**** DATA ROWS ****

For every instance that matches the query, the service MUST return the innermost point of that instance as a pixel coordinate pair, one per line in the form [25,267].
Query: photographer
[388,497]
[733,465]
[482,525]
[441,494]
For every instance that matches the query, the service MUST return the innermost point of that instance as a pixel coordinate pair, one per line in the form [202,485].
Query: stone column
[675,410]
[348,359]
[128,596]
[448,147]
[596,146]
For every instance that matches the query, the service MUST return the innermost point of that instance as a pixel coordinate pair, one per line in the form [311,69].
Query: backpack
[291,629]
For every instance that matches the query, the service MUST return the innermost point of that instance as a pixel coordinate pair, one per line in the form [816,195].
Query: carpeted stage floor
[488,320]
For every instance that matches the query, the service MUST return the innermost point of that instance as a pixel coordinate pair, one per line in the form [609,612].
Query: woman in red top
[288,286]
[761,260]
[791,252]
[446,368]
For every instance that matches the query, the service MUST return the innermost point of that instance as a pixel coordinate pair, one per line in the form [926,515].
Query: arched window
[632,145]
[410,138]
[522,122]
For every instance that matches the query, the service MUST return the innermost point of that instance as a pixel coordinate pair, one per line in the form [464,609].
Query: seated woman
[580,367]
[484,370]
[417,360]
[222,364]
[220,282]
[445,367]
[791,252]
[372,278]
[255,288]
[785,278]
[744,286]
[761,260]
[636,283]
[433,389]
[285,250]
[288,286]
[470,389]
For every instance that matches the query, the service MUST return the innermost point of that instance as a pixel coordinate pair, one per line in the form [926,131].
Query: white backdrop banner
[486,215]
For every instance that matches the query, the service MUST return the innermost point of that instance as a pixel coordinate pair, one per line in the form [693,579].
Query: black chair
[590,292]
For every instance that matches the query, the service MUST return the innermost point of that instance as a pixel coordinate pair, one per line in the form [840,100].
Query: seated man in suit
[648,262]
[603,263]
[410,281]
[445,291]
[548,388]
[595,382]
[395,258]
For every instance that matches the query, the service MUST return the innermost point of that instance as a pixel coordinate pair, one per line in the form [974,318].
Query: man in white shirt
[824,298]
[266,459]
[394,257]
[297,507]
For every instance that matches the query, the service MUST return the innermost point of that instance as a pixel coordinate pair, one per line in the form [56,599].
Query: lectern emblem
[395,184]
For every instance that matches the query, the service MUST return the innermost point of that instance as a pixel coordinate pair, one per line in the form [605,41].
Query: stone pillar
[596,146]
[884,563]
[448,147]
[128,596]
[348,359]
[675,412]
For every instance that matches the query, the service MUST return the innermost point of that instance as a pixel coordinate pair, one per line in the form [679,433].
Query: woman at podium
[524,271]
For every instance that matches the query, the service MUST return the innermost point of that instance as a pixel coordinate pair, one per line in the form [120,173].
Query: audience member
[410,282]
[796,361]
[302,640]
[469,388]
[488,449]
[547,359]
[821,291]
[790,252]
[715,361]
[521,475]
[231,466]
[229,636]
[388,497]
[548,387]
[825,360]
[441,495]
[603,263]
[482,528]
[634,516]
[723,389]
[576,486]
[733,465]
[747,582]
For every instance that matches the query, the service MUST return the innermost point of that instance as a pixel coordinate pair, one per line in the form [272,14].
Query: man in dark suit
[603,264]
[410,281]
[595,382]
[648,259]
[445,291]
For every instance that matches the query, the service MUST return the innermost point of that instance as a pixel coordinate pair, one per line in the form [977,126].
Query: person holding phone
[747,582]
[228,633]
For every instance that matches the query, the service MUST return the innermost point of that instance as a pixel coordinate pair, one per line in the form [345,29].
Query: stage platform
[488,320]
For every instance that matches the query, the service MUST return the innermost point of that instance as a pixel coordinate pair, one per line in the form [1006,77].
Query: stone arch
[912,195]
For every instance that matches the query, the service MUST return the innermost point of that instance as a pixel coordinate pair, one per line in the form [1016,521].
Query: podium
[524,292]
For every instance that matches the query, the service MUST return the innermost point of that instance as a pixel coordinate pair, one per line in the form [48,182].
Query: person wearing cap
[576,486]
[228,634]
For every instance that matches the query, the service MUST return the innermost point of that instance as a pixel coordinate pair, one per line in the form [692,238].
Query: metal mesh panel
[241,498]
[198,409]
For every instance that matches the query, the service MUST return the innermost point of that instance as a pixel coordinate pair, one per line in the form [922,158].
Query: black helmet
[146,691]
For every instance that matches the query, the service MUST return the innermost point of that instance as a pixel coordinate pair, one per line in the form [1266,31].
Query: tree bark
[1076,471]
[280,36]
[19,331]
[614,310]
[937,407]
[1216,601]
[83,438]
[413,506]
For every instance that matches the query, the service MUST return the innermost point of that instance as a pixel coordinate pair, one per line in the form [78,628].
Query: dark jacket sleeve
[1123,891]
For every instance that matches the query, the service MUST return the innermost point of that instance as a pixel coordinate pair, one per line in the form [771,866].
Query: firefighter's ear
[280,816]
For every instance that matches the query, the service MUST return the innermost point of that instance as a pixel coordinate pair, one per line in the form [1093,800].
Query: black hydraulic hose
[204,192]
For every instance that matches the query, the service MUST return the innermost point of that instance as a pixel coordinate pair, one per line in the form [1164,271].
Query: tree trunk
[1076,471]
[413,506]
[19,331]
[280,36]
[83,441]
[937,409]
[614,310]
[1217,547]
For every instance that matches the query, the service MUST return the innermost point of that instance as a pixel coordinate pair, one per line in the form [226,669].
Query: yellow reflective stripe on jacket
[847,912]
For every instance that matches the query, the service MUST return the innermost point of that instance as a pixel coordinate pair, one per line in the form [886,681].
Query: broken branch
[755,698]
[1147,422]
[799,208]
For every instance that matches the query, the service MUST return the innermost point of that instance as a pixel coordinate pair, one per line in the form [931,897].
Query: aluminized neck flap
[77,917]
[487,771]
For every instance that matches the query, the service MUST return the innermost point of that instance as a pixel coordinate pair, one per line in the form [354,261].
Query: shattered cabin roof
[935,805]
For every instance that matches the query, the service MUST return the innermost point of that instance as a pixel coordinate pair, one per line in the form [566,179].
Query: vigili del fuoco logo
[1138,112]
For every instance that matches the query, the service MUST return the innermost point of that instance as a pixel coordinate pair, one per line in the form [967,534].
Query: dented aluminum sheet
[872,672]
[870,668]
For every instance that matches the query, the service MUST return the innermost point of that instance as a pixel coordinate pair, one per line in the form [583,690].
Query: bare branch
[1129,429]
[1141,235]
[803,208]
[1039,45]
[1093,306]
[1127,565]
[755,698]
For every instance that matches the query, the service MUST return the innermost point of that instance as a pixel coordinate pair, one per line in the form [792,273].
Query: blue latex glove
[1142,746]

****

## WHAT TO DO
Copy out the material above with "pixel coordinate pair" swapped for "pixel position" everywhere it occurs, leaving everything else unchanged.

## EXERCISE SOLUTION
For every instance that matches the query, the service MUST return the innermost point of that instance as a pixel position, one per line in the form [25,267].
Query: photographer
[388,497]
[733,465]
[482,525]
[441,494]
For every instance that matches the query, the service MUST return the innermost point of that instance as a pixel position, one per line in the form [202,485].
Query: stone column
[675,410]
[348,359]
[128,596]
[448,147]
[596,146]
For every instance that matches the query, the service MUST return the innermost point of that instance as a pixel position, one per line in the form [311,69].
Query: backpack
[291,629]
For every instance that matches the query, the service MUST return the innermost point of that instance as a pixel position, one per line in the form [816,195].
Query: carpeted stage floor
[488,320]
For every instance that matches the query, the service MUST return the innermost point of that instance as a pixel position, one per line in the form [609,612].
Query: woman in red top
[288,286]
[761,260]
[791,252]
[446,368]
For every instance that matches the query, the service MUST return the innermost point of that instance as a pixel position, one per line in the form [926,515].
Query: arched window
[632,145]
[410,138]
[522,122]
For every instance that matches the query, the service MUST return the innermost point of that instance as a pixel position, one per line in the form [464,609].
Query: seated woman
[580,367]
[484,370]
[417,360]
[222,364]
[220,282]
[445,367]
[791,252]
[372,278]
[255,288]
[785,278]
[744,286]
[761,260]
[636,283]
[433,389]
[285,250]
[288,286]
[470,389]
For every instance that matches the query, the service MUST return the innermost point of that instance as a pixel position, one per line in the form [926,131].
Query: white backdrop banner
[486,215]
For every instance that matches the query, the service MUST return the innermost point of that instance as a pixel position, one per line in the form [693,579].
Query: black chair
[590,292]
For every instance that matches the query, the service MUST return the innermost point of that instance as a pixel position, one per line in the form [840,100].
Query: seated man in suit
[648,262]
[603,263]
[410,281]
[445,291]
[548,388]
[595,382]
[395,258]
For every instance that matches the query, the service MUST return the innermost point of that instance as a pixel position, one per line in the form [974,318].
Query: man in white shirt
[824,298]
[266,459]
[394,257]
[297,507]
For every instance that matches the query, the service MUST return the innermost point of that instance as a pixel position, one per line in the form [56,599].
Query: lectern emblem
[395,184]
For every instance that matches the query, the service MUST return the innermost point of that instance as a pixel position, one per line in the form [605,41].
Query: stone pillar
[596,146]
[884,563]
[448,147]
[128,596]
[348,359]
[675,412]
For every instance that matches the query, the service MUST return the innermost point of that instance as a pixel position, one per line in the form [679,433].
Query: woman at podium
[524,271]
For every instance that matches the query, the service MUST return the innermost point of that instance as a pixel position, one per line in the form [120,173].
Query: audience member
[410,282]
[796,361]
[302,640]
[469,388]
[488,449]
[547,359]
[821,291]
[790,252]
[715,361]
[521,475]
[231,466]
[229,636]
[388,497]
[548,387]
[825,360]
[441,495]
[603,263]
[482,528]
[634,516]
[723,389]
[576,486]
[733,465]
[747,582]
For every instance that matches the query, the service MUST return the innermost point of that instance as a pixel position, one per line in the form [272,14].
Query: man in dark suit
[603,264]
[410,281]
[595,382]
[648,259]
[445,291]
For every instance that matches the query, the service MUST return the innermost point of that instance as a pixel position, one per line in the form [977,126].
Query: person holding phone
[747,582]
[228,633]
For every instance that matches the query, the service MUST return the innermost point of that instance as a pixel position, one per line in the form [345,29].
Query: stage platform
[488,320]
For every instance that matches the query, the service MUST return the innermost point of that instance as a pixel position, one per line in the form [1006,77].
Query: stone arch
[912,195]
For every instance that matches the query, the service MUST return the innermost point of that instance as a pixel position, one per line in the form [1016,521].
Query: podium
[524,292]
For every instance that matches the query, the service MUST return the innermost point of that instance as a pixel position, one per line in the form [48,182].
Query: person wearing cap
[576,486]
[228,634]
For every instance that matches the query, the service MUST return the innermost point of that instance as a pixel position, one per line in the form [692,238].
Query: metal mesh panel
[241,498]
[198,409]
For every instance that matches the query, the service MUST return the innermost point of that instance as a pixel position, one per line in the form [922,158].
Query: black helmet
[146,691]
For every instance that matches the query, the service MUST return the innermost point of that instance as a pixel position, one per line in the form [1266,31].
Query: tree bark
[1076,471]
[280,36]
[19,331]
[614,310]
[937,407]
[1216,601]
[83,438]
[413,506]
For every instance that matches the query, the service MUST return the innermost point of that instance as a pixel position, one per line in the form [78,628].
Query: dark jacket sleeve
[1123,891]
For every instance that matches the query, the service MUST return the innermost point of that instance as a pixel position, one per line in the form [771,866].
Query: firefighter's ear
[280,816]
For every instance that matches the query, the service MUST return the innermost point of that instance as a pixel position, one per line in the form [1093,800].
Query: black hydraulic hose
[204,192]
For every instance that matches the query, the service MUST return the innermost point of that instance as a pixel position, one per line in the form [1164,271].
Query: tree trunk
[1076,471]
[413,506]
[19,331]
[280,36]
[83,441]
[937,409]
[614,310]
[1217,547]
For every instance that matches the query, the service MUST return the innermost point of that instance as a pixel position, one per line in the form [226,669].
Query: yellow reflective stripe on jacket
[847,912]
For every instance that matches the query, the service MUST return the innermost point of that instance as a pixel position, one per line in the form [886,681].
Query: broken branch
[755,698]
[1147,422]
[799,208]
For every instance that matches the query, the service MUST return the innermost point of that instance as a pixel position, one per line in the form [931,897].
Query: aluminized neck flap
[77,917]
[487,771]
For every instance that matches the query, the service MUST return the innermost point of that instance as a pixel position, one per line in the form [354,261].
Query: shattered cabin roof
[935,805]
For every instance that matches the query, the service MUST return the innermost point of that instance as a pixel position, one per line in the form [566,179].
Query: vigili del fuoco logo
[1138,112]
For every instance that matches the query, the service MUST return the innermost point of that instance as a pixel position, one per line in the form [967,534].
Query: dented aluminum sheet
[872,672]
[870,668]
For every instance that matches the query, the service MUST return the innermost point of that instance as a pixel position, one per line in the form [583,690].
Query: bare branch
[1129,429]
[1141,235]
[803,208]
[1039,45]
[1093,306]
[1127,565]
[755,698]
For every instance that matches the query, the service MUST return the innermost point of that instance as a pixel position, one per line in the form [792,273].
Query: blue latex glove
[1142,746]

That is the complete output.